>>>
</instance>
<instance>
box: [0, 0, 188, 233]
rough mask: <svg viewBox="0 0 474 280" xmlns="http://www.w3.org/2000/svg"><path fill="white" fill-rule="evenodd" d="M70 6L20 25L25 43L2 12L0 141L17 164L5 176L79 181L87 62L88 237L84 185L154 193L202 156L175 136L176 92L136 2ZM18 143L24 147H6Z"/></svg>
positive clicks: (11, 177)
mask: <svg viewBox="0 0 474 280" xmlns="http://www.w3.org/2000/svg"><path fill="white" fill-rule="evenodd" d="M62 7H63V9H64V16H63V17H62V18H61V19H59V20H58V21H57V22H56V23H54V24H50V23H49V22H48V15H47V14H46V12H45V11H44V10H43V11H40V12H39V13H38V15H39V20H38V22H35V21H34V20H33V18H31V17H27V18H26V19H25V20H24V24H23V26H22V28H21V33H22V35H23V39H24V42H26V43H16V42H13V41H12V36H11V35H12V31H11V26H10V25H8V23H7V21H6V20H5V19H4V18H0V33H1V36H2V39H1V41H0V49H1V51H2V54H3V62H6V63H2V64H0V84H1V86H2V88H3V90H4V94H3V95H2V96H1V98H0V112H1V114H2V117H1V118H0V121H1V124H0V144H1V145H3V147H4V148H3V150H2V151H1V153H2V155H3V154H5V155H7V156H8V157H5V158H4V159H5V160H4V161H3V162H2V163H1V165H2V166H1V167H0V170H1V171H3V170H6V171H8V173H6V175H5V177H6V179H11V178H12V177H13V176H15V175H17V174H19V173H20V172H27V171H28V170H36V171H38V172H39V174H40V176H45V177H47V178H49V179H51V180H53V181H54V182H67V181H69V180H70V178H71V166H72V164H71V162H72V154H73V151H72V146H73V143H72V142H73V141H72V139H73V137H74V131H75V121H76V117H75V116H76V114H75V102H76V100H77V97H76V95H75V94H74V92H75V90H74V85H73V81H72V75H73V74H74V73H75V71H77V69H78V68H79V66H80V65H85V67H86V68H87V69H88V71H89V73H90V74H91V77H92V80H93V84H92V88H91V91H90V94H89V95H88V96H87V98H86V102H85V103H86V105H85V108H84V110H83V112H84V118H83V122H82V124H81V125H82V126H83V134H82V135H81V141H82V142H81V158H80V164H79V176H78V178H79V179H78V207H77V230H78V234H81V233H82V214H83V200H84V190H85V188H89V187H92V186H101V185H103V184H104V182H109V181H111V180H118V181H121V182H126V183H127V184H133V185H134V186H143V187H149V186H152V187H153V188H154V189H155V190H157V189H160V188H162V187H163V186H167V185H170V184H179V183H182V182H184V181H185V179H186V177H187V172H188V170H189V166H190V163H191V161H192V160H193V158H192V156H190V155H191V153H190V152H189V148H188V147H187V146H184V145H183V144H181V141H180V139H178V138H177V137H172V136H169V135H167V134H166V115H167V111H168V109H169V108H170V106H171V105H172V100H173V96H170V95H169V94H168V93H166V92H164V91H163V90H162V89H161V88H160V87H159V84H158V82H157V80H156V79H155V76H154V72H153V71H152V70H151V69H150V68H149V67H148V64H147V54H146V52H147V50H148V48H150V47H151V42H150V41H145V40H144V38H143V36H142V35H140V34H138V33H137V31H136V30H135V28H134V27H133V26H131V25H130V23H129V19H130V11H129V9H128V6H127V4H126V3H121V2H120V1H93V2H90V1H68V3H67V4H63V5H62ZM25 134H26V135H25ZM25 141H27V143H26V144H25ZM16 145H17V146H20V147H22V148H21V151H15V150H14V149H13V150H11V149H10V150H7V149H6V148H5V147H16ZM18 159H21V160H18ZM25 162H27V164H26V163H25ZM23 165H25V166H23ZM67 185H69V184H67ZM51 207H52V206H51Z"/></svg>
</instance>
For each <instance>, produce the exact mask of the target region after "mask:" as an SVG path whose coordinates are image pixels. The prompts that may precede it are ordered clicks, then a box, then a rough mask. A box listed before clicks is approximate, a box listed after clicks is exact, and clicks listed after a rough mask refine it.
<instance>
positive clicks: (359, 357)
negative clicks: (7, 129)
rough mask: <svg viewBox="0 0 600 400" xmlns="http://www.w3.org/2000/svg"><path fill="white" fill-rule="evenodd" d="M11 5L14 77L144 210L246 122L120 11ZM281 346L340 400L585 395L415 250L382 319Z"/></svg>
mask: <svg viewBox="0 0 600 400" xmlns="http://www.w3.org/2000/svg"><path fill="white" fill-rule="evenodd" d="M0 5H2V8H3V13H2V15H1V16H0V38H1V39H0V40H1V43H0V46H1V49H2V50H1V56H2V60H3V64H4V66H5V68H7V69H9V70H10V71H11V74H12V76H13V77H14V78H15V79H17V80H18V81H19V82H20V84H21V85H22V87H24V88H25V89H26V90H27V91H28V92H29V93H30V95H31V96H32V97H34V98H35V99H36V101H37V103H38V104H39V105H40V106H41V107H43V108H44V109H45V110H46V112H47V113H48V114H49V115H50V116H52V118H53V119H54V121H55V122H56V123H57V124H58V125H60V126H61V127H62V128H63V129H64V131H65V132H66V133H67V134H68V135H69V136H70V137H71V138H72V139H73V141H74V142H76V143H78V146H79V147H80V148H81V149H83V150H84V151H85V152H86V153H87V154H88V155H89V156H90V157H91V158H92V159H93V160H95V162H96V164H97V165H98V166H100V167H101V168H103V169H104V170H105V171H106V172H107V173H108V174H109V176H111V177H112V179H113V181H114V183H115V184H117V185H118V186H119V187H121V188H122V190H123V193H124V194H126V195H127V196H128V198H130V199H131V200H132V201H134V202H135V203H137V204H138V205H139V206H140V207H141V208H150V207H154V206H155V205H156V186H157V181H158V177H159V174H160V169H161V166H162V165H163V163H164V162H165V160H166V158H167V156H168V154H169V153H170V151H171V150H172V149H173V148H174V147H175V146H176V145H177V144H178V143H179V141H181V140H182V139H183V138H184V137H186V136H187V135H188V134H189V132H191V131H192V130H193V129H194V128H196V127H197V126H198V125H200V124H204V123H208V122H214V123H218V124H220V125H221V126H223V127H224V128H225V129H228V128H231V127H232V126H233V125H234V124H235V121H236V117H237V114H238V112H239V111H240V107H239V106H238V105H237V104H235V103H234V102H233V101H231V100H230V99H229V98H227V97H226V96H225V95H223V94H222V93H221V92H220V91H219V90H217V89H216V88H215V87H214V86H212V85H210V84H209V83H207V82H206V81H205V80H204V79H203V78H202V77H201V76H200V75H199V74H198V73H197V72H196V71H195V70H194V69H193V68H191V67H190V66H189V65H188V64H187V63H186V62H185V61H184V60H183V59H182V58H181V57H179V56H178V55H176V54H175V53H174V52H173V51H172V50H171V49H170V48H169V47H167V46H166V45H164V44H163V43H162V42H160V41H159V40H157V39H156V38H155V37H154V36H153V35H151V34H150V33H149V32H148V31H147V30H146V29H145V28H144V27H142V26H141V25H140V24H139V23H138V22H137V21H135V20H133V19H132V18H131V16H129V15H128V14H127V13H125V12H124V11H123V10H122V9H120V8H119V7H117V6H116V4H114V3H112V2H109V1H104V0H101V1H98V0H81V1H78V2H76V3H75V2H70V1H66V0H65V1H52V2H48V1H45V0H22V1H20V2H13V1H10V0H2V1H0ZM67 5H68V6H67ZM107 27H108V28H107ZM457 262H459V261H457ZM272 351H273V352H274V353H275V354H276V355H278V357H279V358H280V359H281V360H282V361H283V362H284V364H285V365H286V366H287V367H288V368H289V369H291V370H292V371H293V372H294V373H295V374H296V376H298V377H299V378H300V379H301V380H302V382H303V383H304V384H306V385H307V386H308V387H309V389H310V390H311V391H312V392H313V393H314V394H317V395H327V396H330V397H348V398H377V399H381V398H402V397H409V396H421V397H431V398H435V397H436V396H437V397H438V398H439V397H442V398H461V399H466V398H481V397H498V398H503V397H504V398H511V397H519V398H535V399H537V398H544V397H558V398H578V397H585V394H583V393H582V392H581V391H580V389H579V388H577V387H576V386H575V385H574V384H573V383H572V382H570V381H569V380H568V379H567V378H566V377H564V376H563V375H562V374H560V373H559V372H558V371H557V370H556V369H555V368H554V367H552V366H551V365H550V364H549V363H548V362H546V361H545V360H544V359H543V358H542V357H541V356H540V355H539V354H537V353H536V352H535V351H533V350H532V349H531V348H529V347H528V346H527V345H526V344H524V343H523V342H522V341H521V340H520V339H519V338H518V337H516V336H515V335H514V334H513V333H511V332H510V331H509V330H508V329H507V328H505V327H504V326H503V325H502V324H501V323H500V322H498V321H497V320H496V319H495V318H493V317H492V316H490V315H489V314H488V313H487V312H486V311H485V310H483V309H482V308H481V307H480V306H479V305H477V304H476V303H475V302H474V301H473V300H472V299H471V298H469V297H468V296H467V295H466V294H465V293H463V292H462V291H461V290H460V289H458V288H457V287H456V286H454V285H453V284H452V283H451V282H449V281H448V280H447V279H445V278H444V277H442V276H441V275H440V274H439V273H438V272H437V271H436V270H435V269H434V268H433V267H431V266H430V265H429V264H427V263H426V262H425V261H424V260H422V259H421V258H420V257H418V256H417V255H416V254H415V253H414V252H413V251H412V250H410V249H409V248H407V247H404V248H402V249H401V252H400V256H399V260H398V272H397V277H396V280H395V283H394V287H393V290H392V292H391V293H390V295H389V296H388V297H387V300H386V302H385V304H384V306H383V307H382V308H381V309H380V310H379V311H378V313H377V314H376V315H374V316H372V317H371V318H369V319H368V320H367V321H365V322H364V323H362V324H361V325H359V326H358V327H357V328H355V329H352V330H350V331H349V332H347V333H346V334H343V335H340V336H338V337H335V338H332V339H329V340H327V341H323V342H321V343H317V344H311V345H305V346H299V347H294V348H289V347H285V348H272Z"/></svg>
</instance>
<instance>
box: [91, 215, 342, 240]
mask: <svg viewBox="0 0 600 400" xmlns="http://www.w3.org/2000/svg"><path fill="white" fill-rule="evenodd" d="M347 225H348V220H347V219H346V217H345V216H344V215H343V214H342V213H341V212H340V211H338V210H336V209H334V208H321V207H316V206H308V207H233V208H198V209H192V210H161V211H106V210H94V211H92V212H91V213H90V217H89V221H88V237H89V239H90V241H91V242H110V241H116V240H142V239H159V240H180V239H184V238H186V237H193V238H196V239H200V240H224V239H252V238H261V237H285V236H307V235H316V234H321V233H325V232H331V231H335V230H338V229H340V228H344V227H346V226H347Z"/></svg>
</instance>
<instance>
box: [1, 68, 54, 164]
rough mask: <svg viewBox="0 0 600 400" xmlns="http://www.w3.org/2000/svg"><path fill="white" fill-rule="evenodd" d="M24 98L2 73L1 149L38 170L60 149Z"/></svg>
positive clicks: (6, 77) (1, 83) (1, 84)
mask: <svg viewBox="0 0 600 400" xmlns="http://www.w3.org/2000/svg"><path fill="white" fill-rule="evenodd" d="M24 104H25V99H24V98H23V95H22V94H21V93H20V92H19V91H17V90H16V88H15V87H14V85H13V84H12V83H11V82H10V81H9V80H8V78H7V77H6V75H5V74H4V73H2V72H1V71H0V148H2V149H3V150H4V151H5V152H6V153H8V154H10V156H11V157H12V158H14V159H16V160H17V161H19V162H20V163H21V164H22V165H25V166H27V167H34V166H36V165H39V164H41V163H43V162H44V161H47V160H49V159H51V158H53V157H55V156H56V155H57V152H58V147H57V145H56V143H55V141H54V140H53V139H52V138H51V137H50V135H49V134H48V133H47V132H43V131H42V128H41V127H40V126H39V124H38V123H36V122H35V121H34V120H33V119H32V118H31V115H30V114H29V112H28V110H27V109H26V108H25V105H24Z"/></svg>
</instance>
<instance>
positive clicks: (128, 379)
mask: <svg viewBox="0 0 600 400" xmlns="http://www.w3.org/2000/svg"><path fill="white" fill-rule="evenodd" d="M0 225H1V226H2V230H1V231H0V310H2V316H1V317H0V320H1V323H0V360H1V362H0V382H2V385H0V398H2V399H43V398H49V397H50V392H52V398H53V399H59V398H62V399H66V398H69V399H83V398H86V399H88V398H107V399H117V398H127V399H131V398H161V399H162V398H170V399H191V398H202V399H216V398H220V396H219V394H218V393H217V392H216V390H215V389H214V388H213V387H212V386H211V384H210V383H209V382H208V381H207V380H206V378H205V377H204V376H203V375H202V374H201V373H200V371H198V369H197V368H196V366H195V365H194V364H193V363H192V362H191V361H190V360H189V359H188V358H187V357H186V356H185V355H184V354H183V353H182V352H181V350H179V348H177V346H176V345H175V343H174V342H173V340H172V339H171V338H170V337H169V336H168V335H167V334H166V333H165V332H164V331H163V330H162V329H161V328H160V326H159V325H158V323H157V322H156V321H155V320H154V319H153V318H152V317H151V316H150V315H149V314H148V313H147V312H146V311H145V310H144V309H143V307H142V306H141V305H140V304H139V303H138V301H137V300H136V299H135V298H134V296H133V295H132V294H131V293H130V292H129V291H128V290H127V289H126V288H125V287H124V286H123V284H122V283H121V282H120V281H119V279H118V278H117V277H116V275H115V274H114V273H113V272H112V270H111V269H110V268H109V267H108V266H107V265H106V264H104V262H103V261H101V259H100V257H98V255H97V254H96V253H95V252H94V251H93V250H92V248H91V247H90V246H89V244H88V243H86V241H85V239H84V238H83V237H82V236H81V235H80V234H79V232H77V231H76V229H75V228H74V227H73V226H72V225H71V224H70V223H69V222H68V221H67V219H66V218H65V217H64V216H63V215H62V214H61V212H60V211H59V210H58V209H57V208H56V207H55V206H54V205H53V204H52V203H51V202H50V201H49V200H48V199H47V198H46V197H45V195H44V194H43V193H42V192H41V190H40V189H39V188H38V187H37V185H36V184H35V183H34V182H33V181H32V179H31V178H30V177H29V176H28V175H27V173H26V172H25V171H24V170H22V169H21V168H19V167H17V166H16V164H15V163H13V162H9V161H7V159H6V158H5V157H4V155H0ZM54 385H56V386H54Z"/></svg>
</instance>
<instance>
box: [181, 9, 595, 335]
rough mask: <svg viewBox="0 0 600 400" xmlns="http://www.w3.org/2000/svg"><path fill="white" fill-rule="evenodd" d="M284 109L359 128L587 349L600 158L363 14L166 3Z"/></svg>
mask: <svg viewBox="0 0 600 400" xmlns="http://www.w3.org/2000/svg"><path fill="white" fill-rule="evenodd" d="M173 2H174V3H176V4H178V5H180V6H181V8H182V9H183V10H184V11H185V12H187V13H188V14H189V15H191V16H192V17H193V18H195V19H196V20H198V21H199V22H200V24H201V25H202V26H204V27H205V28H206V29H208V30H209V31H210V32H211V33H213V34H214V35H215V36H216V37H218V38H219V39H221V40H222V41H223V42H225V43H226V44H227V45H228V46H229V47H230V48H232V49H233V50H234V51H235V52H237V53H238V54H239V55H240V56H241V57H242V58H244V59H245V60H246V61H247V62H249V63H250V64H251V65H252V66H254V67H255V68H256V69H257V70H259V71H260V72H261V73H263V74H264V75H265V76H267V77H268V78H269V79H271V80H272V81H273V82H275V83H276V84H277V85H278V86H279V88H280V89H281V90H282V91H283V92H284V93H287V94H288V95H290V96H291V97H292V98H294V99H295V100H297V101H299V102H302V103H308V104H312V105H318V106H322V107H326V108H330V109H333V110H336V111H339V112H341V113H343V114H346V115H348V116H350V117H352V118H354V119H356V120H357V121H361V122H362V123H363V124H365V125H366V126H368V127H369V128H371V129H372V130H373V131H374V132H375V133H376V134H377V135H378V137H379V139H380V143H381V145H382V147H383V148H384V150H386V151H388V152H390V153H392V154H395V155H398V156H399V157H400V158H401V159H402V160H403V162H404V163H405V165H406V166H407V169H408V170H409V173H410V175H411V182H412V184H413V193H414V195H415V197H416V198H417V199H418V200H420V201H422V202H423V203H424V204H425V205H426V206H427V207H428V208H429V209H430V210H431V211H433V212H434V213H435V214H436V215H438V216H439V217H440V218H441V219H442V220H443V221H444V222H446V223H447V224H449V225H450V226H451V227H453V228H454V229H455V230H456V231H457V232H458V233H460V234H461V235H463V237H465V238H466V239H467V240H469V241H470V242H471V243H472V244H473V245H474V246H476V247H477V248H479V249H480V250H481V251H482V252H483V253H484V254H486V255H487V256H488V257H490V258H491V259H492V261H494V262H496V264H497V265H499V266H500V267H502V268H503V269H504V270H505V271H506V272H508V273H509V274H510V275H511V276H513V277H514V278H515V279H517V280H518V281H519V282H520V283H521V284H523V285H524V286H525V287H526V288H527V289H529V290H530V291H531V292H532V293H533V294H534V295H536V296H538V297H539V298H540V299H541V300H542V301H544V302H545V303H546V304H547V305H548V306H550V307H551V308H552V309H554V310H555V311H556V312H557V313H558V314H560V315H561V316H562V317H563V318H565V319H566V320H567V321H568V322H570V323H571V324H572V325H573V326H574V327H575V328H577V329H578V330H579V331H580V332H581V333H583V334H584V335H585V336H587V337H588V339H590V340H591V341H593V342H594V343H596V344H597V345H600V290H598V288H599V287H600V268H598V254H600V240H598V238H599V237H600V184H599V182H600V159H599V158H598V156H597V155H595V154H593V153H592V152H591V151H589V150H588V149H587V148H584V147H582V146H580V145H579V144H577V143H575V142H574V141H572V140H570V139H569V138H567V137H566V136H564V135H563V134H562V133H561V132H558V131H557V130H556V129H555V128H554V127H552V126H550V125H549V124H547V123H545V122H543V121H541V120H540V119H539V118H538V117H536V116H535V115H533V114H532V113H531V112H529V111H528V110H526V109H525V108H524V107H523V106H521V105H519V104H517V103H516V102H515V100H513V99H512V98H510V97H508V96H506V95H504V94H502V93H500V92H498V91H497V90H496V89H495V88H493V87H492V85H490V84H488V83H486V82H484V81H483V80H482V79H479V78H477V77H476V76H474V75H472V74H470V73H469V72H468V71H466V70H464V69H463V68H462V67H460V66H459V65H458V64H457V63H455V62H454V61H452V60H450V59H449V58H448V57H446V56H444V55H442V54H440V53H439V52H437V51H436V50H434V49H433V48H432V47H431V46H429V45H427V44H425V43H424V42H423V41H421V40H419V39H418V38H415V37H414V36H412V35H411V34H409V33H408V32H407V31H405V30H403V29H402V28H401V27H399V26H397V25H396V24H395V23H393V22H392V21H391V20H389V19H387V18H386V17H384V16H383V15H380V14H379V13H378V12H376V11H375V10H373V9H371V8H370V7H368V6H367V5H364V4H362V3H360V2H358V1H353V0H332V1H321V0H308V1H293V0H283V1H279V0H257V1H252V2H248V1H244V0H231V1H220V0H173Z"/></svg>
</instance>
<<<
Which lines above include the word "positive"? Return each one.

positive clicks: (11, 177)
positive clicks: (359, 357)
positive clicks: (6, 77) (1, 83) (1, 84)
positive clicks: (128, 379)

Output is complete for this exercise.